begin Records

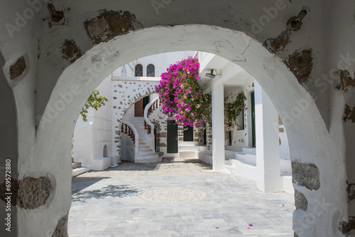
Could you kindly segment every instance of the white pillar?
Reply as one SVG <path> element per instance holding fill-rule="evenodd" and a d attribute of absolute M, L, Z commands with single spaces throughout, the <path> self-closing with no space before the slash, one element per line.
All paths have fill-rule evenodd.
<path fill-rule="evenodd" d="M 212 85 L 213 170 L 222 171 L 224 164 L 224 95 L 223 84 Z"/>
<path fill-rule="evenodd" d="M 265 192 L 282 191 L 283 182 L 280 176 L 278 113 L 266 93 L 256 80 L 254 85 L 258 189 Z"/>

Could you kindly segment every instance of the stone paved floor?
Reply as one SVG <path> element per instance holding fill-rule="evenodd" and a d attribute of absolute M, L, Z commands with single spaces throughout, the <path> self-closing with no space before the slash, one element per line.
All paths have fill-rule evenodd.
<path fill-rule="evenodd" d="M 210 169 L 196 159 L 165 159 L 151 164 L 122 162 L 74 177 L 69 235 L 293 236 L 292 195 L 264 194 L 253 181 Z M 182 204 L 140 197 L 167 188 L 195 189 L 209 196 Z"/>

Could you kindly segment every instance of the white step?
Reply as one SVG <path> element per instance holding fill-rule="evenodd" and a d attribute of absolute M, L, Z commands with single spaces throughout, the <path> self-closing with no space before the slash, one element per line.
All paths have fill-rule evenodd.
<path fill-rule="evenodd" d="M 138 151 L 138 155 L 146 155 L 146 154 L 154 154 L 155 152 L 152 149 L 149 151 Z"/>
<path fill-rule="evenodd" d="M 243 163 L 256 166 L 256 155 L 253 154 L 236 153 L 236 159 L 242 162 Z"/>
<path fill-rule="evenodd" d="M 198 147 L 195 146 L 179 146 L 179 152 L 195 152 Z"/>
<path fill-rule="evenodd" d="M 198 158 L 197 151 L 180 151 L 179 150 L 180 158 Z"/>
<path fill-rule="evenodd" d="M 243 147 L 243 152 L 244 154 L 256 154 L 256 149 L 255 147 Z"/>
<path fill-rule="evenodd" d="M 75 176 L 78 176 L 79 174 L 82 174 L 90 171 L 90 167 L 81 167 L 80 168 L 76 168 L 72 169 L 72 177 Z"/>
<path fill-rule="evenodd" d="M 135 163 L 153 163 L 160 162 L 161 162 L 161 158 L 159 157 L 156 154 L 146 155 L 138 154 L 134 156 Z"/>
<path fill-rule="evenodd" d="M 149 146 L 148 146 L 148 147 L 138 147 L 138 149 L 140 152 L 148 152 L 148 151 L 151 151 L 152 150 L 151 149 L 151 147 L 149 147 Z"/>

end Records

Task instructions: Rewrite every line of the entries above as a numbered list, skipping blank lines, and please leave the pictures out.

Solution to this task:
1. Could you kindly segment every instance of the white pillar?
2. Reply as one SVG <path> element per instance holding fill-rule="evenodd" and a d attribute of absolute M, L, Z commands with single spaces throughout, the <path> self-closing with no space before the slash, one element per line.
3. All paths have fill-rule evenodd.
4. <path fill-rule="evenodd" d="M 212 85 L 213 170 L 222 171 L 224 164 L 224 95 L 223 84 Z"/>
5. <path fill-rule="evenodd" d="M 265 192 L 282 191 L 283 182 L 280 176 L 278 113 L 266 93 L 256 80 L 254 85 L 258 189 Z"/>
6. Could you kindly segment every instance of the stone paved floor?
7. Reply as one SVG <path> element per instance holding fill-rule="evenodd" and a d attribute of absolute M, L, Z commands with single spaces throughout, the <path> self-closing with no space before the slash, one element per line.
8. All paths have fill-rule evenodd.
9. <path fill-rule="evenodd" d="M 210 169 L 196 159 L 165 159 L 151 164 L 122 162 L 74 177 L 69 235 L 293 236 L 292 195 L 264 194 L 253 181 Z M 182 204 L 140 197 L 167 188 L 195 189 L 209 196 Z"/>
10. Could you kindly segment every instance of the white step?
11. Reply as one SVG <path> element per instance holding fill-rule="evenodd" and a d attribute of absolute M, L, Z commands with single spaces throughout, the <path> self-closing with no space before the slash, one element per line.
12. All paths have fill-rule evenodd.
13. <path fill-rule="evenodd" d="M 138 151 L 138 155 L 146 155 L 146 154 L 154 154 L 155 152 L 152 149 L 149 151 Z"/>
14. <path fill-rule="evenodd" d="M 243 163 L 256 166 L 256 155 L 253 154 L 236 153 L 236 159 L 242 162 Z"/>
15. <path fill-rule="evenodd" d="M 198 147 L 195 146 L 179 146 L 179 152 L 195 152 Z"/>
16. <path fill-rule="evenodd" d="M 198 158 L 197 151 L 180 151 L 179 150 L 180 158 Z"/>
17. <path fill-rule="evenodd" d="M 243 147 L 243 152 L 244 154 L 256 154 L 256 149 L 255 147 Z"/>
18. <path fill-rule="evenodd" d="M 75 176 L 78 176 L 79 174 L 82 174 L 90 171 L 90 167 L 81 167 L 80 168 L 76 168 L 72 169 L 72 177 Z"/>
19. <path fill-rule="evenodd" d="M 135 163 L 153 163 L 160 162 L 161 162 L 161 158 L 159 157 L 156 154 L 146 155 L 138 154 L 134 156 Z"/>
20. <path fill-rule="evenodd" d="M 149 146 L 148 146 L 148 147 L 138 147 L 138 149 L 140 152 L 148 152 L 148 151 L 151 151 L 152 150 L 151 149 L 151 147 L 149 147 Z"/>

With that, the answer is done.